What you will do: Type out the records again, exactly as they are.

===== Task material

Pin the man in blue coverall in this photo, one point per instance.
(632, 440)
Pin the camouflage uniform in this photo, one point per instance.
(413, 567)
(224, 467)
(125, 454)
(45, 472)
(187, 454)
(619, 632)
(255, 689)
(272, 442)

==========

Result for this exercise:
Pin the man in blue coverall in this photo, one point per instance.
(632, 440)
Pin the camouflage uniform in this photo, one point per instance.
(413, 567)
(224, 467)
(125, 454)
(45, 472)
(187, 454)
(619, 632)
(255, 689)
(272, 442)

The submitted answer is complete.